>> Start
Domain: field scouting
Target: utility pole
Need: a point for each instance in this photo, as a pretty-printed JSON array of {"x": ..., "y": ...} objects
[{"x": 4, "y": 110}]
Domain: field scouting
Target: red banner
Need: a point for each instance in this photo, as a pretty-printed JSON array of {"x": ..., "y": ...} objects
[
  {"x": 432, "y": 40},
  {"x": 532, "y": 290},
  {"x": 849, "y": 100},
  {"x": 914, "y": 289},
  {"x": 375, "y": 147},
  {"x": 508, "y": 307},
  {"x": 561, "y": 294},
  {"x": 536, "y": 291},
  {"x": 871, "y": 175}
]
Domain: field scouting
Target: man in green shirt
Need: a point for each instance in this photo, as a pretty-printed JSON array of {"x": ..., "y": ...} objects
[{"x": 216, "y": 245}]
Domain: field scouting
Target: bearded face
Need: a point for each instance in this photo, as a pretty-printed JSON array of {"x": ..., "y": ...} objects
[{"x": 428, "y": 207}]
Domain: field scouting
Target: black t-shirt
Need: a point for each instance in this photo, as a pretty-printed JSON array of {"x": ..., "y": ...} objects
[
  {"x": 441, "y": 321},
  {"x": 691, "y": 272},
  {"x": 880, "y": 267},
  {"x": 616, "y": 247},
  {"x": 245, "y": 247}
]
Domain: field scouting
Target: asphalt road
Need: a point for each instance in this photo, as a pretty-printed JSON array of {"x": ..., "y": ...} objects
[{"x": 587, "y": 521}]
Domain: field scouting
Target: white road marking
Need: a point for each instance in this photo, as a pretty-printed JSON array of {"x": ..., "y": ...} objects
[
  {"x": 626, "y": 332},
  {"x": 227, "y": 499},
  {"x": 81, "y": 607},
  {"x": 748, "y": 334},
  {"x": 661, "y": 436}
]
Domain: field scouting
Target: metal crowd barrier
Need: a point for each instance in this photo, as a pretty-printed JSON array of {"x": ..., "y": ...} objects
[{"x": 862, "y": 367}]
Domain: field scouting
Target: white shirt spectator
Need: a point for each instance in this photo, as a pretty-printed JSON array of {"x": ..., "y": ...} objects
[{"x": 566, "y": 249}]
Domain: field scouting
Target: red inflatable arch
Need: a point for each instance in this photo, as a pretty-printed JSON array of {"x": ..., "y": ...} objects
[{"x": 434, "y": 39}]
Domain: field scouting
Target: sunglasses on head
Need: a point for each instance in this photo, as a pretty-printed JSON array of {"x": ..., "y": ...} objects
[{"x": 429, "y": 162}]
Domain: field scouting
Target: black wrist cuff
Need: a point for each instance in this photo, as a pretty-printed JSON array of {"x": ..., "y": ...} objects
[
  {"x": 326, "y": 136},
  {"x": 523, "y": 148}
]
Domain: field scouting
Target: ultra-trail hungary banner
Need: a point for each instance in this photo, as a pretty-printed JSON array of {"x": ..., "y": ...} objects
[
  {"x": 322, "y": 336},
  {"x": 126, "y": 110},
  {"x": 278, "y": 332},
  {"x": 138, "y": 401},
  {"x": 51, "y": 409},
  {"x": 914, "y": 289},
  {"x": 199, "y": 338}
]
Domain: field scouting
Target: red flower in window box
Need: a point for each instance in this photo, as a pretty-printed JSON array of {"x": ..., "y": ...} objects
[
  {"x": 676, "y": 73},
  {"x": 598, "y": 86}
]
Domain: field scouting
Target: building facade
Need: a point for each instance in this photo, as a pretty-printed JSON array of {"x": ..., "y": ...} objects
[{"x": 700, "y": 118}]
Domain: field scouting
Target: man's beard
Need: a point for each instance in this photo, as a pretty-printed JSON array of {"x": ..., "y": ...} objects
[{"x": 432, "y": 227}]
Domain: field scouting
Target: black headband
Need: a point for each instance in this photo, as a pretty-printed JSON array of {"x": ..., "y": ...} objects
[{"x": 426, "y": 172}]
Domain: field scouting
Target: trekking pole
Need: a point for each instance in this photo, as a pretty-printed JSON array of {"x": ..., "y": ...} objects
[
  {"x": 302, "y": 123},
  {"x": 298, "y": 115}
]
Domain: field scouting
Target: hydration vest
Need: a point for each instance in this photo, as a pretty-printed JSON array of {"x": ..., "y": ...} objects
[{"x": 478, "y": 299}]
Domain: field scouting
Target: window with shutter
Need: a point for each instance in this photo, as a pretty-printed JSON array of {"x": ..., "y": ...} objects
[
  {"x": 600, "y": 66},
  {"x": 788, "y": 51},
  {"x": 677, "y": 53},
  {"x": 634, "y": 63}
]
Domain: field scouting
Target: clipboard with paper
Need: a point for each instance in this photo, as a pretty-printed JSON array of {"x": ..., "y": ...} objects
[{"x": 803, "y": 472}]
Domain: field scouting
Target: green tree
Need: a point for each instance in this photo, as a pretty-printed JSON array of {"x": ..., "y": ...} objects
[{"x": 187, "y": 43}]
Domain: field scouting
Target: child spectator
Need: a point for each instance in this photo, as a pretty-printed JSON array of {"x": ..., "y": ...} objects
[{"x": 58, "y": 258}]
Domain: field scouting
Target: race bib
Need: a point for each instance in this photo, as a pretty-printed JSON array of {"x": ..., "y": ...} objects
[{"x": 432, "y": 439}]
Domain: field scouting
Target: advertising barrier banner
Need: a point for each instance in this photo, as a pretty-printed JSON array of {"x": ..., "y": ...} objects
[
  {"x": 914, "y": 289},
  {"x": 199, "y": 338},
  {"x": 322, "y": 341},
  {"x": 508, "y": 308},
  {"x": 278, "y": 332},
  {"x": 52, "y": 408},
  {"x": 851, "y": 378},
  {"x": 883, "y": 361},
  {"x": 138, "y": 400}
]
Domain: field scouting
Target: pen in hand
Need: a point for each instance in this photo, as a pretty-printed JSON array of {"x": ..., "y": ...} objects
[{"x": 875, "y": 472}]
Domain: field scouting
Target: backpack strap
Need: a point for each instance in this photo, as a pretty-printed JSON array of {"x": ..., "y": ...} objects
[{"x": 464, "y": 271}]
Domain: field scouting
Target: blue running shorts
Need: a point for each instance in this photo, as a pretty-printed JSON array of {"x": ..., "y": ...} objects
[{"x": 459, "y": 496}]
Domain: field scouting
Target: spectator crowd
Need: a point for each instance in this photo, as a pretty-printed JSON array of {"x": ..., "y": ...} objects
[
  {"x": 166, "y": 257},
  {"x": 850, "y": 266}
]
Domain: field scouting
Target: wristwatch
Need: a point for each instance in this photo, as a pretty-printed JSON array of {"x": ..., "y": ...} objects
>> End
PROMPT: Gather every line from the entries above that contains the string "banner", and copy each one in full. Case counts.

WRITTEN SOLUTION:
Target: red banner
Target: ultra-trail hungary banner
Target: advertising barrier banner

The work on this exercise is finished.